--- Available data Enclosed Below ---

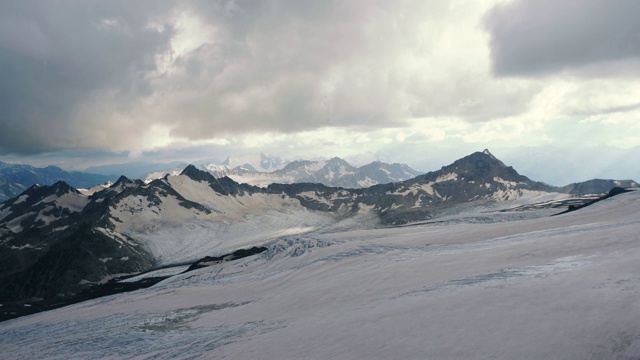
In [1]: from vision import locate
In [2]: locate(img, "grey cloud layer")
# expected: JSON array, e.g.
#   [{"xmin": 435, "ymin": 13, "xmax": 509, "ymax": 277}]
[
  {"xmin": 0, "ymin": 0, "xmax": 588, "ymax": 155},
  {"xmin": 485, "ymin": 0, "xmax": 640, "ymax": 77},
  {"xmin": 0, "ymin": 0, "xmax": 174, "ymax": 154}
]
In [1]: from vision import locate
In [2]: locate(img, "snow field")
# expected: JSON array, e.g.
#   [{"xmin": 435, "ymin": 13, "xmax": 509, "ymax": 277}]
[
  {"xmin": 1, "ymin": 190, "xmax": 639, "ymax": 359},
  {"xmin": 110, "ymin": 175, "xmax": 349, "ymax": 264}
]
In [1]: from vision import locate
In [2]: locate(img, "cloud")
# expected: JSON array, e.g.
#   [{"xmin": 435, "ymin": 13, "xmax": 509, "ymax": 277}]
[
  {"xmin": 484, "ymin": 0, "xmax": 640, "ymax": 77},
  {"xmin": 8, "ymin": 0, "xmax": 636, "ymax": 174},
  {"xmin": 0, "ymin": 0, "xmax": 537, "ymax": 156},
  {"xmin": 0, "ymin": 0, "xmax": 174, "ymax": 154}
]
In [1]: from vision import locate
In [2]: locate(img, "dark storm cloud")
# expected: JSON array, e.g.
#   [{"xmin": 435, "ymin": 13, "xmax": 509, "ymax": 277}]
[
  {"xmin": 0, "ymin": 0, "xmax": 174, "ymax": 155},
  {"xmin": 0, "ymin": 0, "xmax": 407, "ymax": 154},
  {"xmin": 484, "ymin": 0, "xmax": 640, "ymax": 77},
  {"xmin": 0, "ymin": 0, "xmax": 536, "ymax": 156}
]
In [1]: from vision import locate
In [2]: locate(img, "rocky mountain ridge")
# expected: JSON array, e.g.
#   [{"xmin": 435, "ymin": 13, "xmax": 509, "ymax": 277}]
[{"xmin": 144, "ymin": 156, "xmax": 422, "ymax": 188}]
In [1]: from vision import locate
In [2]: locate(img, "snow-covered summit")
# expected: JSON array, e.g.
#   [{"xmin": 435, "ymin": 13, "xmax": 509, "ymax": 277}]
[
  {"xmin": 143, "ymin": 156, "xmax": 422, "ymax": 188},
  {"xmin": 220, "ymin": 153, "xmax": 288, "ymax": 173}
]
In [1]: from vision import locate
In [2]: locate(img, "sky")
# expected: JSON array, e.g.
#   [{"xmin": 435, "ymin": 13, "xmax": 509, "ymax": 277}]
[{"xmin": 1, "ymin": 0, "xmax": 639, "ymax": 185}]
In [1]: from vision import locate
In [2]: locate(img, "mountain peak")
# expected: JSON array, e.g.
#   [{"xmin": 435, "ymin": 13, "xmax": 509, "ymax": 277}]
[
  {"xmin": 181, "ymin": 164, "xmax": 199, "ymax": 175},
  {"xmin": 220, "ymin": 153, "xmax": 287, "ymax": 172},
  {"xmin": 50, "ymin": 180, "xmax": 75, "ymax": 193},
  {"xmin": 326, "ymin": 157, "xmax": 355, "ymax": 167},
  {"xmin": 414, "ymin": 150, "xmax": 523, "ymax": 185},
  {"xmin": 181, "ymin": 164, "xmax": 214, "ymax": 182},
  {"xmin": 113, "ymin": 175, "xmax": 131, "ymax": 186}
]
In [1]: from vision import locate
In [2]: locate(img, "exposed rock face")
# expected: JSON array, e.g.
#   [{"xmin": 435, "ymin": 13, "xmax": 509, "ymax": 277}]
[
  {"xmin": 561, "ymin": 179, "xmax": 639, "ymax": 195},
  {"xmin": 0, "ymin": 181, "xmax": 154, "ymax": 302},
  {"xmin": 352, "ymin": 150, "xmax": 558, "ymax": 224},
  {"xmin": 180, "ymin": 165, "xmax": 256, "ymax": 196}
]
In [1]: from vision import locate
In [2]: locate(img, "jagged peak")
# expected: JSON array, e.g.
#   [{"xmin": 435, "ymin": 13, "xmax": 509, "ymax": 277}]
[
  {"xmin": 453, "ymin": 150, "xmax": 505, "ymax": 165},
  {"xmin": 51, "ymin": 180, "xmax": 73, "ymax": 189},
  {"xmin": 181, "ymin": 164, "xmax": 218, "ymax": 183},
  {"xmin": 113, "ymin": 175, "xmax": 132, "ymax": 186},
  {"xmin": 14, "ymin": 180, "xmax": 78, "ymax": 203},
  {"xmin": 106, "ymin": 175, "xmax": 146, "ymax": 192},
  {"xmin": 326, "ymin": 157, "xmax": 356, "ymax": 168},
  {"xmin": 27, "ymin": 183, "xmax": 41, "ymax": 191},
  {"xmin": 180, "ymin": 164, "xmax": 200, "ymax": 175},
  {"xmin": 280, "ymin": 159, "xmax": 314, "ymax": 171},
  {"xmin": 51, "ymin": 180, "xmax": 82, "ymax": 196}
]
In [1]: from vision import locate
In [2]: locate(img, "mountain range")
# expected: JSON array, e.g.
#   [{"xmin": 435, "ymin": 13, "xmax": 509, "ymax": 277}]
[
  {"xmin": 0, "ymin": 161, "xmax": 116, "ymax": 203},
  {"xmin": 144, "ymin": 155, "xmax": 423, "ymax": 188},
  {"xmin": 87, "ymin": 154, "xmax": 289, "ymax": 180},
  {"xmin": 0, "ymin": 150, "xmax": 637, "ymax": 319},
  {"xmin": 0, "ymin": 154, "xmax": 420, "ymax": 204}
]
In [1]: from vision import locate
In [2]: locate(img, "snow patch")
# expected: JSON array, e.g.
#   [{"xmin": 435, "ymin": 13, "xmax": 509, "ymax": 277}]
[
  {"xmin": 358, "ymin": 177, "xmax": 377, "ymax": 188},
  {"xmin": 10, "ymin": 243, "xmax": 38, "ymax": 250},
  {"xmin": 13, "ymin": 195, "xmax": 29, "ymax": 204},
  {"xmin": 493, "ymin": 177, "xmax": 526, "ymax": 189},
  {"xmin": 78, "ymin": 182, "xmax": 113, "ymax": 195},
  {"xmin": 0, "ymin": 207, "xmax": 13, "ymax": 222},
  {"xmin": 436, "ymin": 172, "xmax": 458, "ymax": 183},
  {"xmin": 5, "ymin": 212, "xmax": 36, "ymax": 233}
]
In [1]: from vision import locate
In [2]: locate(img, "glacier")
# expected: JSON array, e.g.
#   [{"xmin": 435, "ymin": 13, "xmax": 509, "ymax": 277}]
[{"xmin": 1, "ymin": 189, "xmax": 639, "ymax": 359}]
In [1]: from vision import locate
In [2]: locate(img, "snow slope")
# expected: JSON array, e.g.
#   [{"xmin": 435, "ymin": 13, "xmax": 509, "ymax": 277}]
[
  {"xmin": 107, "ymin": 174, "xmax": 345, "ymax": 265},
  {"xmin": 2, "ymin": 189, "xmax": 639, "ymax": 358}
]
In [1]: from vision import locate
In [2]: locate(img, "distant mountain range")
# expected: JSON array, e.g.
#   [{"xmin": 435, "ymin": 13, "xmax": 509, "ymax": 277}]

--- End of Enclosed Available data ---

* _Task item_: Could you print all of the entries above exactly as written, minus the pictures?

* _Written response_:
In [1]: from vision import locate
In [2]: locate(img, "grey cloud layer")
# expected: JSON array, e.g.
#   [{"xmin": 435, "ymin": 13, "xmax": 509, "ymax": 277}]
[
  {"xmin": 0, "ymin": 0, "xmax": 588, "ymax": 155},
  {"xmin": 485, "ymin": 0, "xmax": 640, "ymax": 77},
  {"xmin": 0, "ymin": 0, "xmax": 174, "ymax": 154}
]
In [1]: from vision import locate
In [2]: locate(img, "snow field")
# expected: JSON array, e.g.
#   [{"xmin": 435, "ymin": 13, "xmax": 509, "ymax": 277}]
[
  {"xmin": 1, "ymin": 190, "xmax": 639, "ymax": 359},
  {"xmin": 110, "ymin": 175, "xmax": 349, "ymax": 264}
]
In [1]: from vision import locate
In [2]: locate(img, "cloud")
# expected: JSON array, e.g.
#   [{"xmin": 435, "ymin": 13, "xmax": 509, "ymax": 277}]
[
  {"xmin": 484, "ymin": 0, "xmax": 640, "ymax": 77},
  {"xmin": 8, "ymin": 0, "xmax": 636, "ymax": 174},
  {"xmin": 0, "ymin": 0, "xmax": 537, "ymax": 156},
  {"xmin": 0, "ymin": 0, "xmax": 174, "ymax": 154}
]
In [1]: from vision import locate
In [2]: locate(img, "dark storm cloud")
# expected: JSON array, e.g.
#   [{"xmin": 435, "ymin": 13, "xmax": 509, "ymax": 277}]
[
  {"xmin": 0, "ymin": 0, "xmax": 174, "ymax": 155},
  {"xmin": 0, "ymin": 0, "xmax": 407, "ymax": 154},
  {"xmin": 484, "ymin": 0, "xmax": 640, "ymax": 77},
  {"xmin": 0, "ymin": 0, "xmax": 536, "ymax": 156}
]
In [1]: from vision import locate
In [2]: locate(img, "rocky mountain ridge")
# expected: JSON array, e.g.
#   [{"xmin": 435, "ymin": 13, "xmax": 509, "ymax": 277}]
[{"xmin": 144, "ymin": 156, "xmax": 422, "ymax": 188}]
In [1]: from vision import locate
In [2]: locate(img, "snow-covered summit")
# expected: JSON array, e.g.
#   [{"xmin": 435, "ymin": 13, "xmax": 509, "ymax": 277}]
[
  {"xmin": 143, "ymin": 156, "xmax": 422, "ymax": 188},
  {"xmin": 220, "ymin": 153, "xmax": 288, "ymax": 173}
]
In [1]: from vision import locate
In [2]: locate(img, "sky")
# expected: JSON array, e.g.
#   [{"xmin": 435, "ymin": 13, "xmax": 509, "ymax": 277}]
[{"xmin": 1, "ymin": 0, "xmax": 639, "ymax": 185}]
In [1]: from vision import locate
In [2]: locate(img, "mountain peak")
# expected: JSON array, e.g.
#   [{"xmin": 435, "ymin": 13, "xmax": 509, "ymax": 277}]
[
  {"xmin": 181, "ymin": 164, "xmax": 199, "ymax": 175},
  {"xmin": 220, "ymin": 153, "xmax": 287, "ymax": 172},
  {"xmin": 50, "ymin": 180, "xmax": 75, "ymax": 193},
  {"xmin": 326, "ymin": 157, "xmax": 355, "ymax": 167},
  {"xmin": 414, "ymin": 150, "xmax": 523, "ymax": 185},
  {"xmin": 181, "ymin": 164, "xmax": 214, "ymax": 182},
  {"xmin": 113, "ymin": 175, "xmax": 131, "ymax": 186}
]
In [1]: from vision import locate
In [2]: locate(img, "exposed rock face")
# expected: JSON array, e.g.
#   [{"xmin": 435, "ymin": 13, "xmax": 509, "ymax": 277}]
[
  {"xmin": 561, "ymin": 179, "xmax": 639, "ymax": 195},
  {"xmin": 0, "ymin": 181, "xmax": 154, "ymax": 302},
  {"xmin": 352, "ymin": 150, "xmax": 558, "ymax": 224},
  {"xmin": 180, "ymin": 165, "xmax": 256, "ymax": 196}
]
In [1]: from vision import locate
In [2]: locate(img, "jagged peak")
# expected: JSON array, e.g.
#   [{"xmin": 435, "ymin": 13, "xmax": 509, "ymax": 277}]
[
  {"xmin": 453, "ymin": 150, "xmax": 505, "ymax": 165},
  {"xmin": 51, "ymin": 180, "xmax": 73, "ymax": 189},
  {"xmin": 181, "ymin": 164, "xmax": 218, "ymax": 183},
  {"xmin": 113, "ymin": 175, "xmax": 132, "ymax": 186},
  {"xmin": 14, "ymin": 180, "xmax": 78, "ymax": 203},
  {"xmin": 106, "ymin": 175, "xmax": 146, "ymax": 192},
  {"xmin": 326, "ymin": 157, "xmax": 356, "ymax": 168},
  {"xmin": 27, "ymin": 183, "xmax": 41, "ymax": 191},
  {"xmin": 180, "ymin": 164, "xmax": 200, "ymax": 175},
  {"xmin": 280, "ymin": 159, "xmax": 314, "ymax": 171},
  {"xmin": 51, "ymin": 180, "xmax": 82, "ymax": 196}
]
In [1]: from vision import locate
In [2]: locate(img, "mountain range")
# expected: JSON array, e.g.
#   [{"xmin": 435, "ymin": 13, "xmax": 509, "ymax": 277}]
[
  {"xmin": 0, "ymin": 161, "xmax": 116, "ymax": 203},
  {"xmin": 144, "ymin": 155, "xmax": 423, "ymax": 188},
  {"xmin": 87, "ymin": 154, "xmax": 289, "ymax": 180},
  {"xmin": 0, "ymin": 150, "xmax": 637, "ymax": 319},
  {"xmin": 0, "ymin": 154, "xmax": 420, "ymax": 204}
]
In [1]: from vision import locate
In [2]: locate(img, "snow patch")
# expected: JSON array, e.g.
#   [{"xmin": 435, "ymin": 13, "xmax": 509, "ymax": 277}]
[
  {"xmin": 358, "ymin": 177, "xmax": 377, "ymax": 188},
  {"xmin": 10, "ymin": 243, "xmax": 38, "ymax": 250},
  {"xmin": 13, "ymin": 195, "xmax": 29, "ymax": 204},
  {"xmin": 493, "ymin": 177, "xmax": 526, "ymax": 189},
  {"xmin": 78, "ymin": 182, "xmax": 113, "ymax": 195},
  {"xmin": 0, "ymin": 207, "xmax": 13, "ymax": 222},
  {"xmin": 436, "ymin": 172, "xmax": 458, "ymax": 183},
  {"xmin": 5, "ymin": 212, "xmax": 36, "ymax": 233}
]
In [1]: from vision import locate
In [2]: locate(img, "glacier")
# expected: JSON array, e.g.
#   [{"xmin": 435, "ymin": 13, "xmax": 509, "ymax": 277}]
[{"xmin": 1, "ymin": 189, "xmax": 639, "ymax": 359}]
In [1]: from vision import locate
In [2]: locate(img, "snow slope")
# expected: JSON array, e.g.
#   [{"xmin": 435, "ymin": 13, "xmax": 509, "ymax": 277}]
[
  {"xmin": 107, "ymin": 174, "xmax": 345, "ymax": 265},
  {"xmin": 2, "ymin": 189, "xmax": 639, "ymax": 358}
]
In [1]: from vision import locate
In [2]: locate(img, "distant mountain range")
# expected: JSON array, e.g.
#   [{"xmin": 435, "ymin": 13, "xmax": 509, "ymax": 277}]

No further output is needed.